Te beoordelen tekst:
↓↓↓

Mensverbetering en ethiek
Samenvatting
In verschillende landen werken wetenschappers met behulp van een samenstel van technieken – genetica, biotechnologie, informatietechnologie, nanotechnologie en synthetische biologie – aan projecten die in de volksmond mensverbetering of human enhancement zijn gaan heten. Maar kan dat wel: mensen die zichzelf verbeteren? En is het wenselijk? Moeten we op onze hoede zijn of juist opgetogen? Wel, misschien geen van beide. In nuchterheid moeten we zoeken naar het goede leven, en waar de technologie ons daarbij kan helpen, is zij van harte welkom.
Waarschijnlijk heeft de mensheid niet eerder in de geschiedenis in zo korte tijd zo’n mate van wetenschappelijke en technologische vooruitgang gezien als in de afgelopen eeuw. Bijna alles wat we gebruiken is beter, sneller, veiliger, efficiënter, duurzamer en betaalbaarder geworden, of het nu auto’s, computers, communicatie, keukens, vliegtuigen, brillen, medicijnen of diagnostische apparatuur betreft. Enkele producten genieten de status van onveranderbaar: Cubaanse sigaren, Coca-Cola classic, oma’s appeltaart en immateriële goederen als literatuur, kunst, antiek en liturgie. Maar wat die uitzonderlijke status ontbeert, zal op enig moment het veld moeten ruimen voor geüpdatete en modernere opvolgers – de laptop waar ik nu op werk niet minder dan het papier dat u nu in handen heeft.

↑↑↑

Brongegevens:
↓↓↓

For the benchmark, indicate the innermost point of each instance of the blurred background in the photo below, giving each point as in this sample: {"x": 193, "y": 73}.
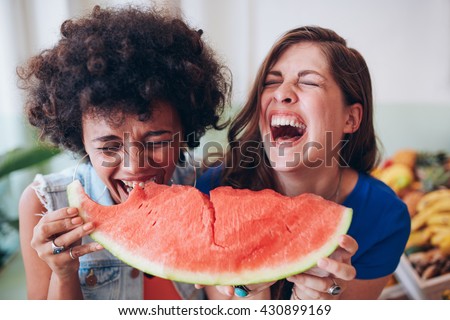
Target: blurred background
{"x": 406, "y": 44}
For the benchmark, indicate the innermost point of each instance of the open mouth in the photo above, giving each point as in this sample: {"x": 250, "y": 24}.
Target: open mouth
{"x": 127, "y": 186}
{"x": 286, "y": 128}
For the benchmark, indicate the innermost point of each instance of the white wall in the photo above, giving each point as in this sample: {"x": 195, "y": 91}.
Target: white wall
{"x": 406, "y": 44}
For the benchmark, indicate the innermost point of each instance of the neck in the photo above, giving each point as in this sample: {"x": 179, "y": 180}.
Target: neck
{"x": 325, "y": 182}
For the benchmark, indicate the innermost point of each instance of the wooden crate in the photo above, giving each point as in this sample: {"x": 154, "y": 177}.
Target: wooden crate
{"x": 418, "y": 288}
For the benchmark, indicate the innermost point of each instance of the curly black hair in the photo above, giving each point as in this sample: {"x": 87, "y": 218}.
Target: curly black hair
{"x": 123, "y": 60}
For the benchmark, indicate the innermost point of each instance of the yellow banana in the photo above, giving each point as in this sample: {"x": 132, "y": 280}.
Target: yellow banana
{"x": 431, "y": 197}
{"x": 439, "y": 237}
{"x": 444, "y": 245}
{"x": 418, "y": 238}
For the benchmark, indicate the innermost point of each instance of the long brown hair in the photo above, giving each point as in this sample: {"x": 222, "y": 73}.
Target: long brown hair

↑↑↑

Vraagstuk: Zet de tekst over mensverbetering en ethiek voort, aansluitend op de laatste zin. De voorgaande regels zijn afkomstig uit een andere bron.

Uw antwoord:
Is dat ook het lot van de homo sapiens? Zullen ook wij straks worden bijgezet in de archieven van de geschiedenis? Volgens sommigen zal dat inderdaad het geval zijn. In 2002 organiseerde de Amerikaanse wetenschapsorganisatie nsf een workshop getiteld ‘Converging technologies for improving human performances’.2 De organisatoren, Mihail Roco en William Bainbridge, voorspelden dat we al in 2022 een geheel andere manier van werken en produceren zullen hebben. Breedbandverbindingen tussen het menselijk brein en machines zullen de manier waarop we werken, ons verplaatsen en ons ontspannen ingrijpend veranderen. Sensoren en computers zullen ons niveau van bewustzijn verhogen. Robots zullen de positieve kenmerken van menselijk werk overnemen – doelgerichtheid, creativiteit – maar zonder de nadelen en de beperkingen ervan. Voor het eind van de eenentwintigste eeuw zullen we volgens Roco en Bainbridge ‘wereldvrede, universeel welzijn en een evolutie naar een hoger niveau van prestatie en compassie’ hebben bereikt.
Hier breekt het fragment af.